◆ WHAT YOU SHOULD DO:
Set down, word for word, the stretch of lines from the one containing "point_to MUST return one point per instance of the green" to the end of the records below.

──────────

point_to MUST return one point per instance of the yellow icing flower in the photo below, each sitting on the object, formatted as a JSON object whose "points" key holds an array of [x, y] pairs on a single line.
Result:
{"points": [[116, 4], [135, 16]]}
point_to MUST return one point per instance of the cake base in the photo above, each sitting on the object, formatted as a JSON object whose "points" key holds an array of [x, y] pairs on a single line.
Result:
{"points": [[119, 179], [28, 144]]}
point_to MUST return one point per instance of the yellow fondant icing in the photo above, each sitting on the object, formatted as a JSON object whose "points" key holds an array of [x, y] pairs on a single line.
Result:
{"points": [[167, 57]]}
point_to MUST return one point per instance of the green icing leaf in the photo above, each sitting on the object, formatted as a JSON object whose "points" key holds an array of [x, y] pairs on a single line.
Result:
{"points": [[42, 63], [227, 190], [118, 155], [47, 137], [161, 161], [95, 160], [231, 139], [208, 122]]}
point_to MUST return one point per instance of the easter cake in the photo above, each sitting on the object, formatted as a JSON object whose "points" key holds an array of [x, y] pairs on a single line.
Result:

──────────

◆ ANSWER TO THIS TASK:
point_to MUST return one point per instance of the green icing leaf in the photo above, each sitting on the object, formatted as a JSON object whose "points" key holds an array of [x, y] pairs on a single line.
Result:
{"points": [[42, 63], [227, 190], [118, 155], [47, 137], [161, 161], [95, 160], [231, 139], [208, 122]]}
point_to MUST return one point per instance of the easter cake in the photo above, each sitting on the object, formatted as a JSON object whose "points" key holds an array of [x, y] pairs on a single line.
Result:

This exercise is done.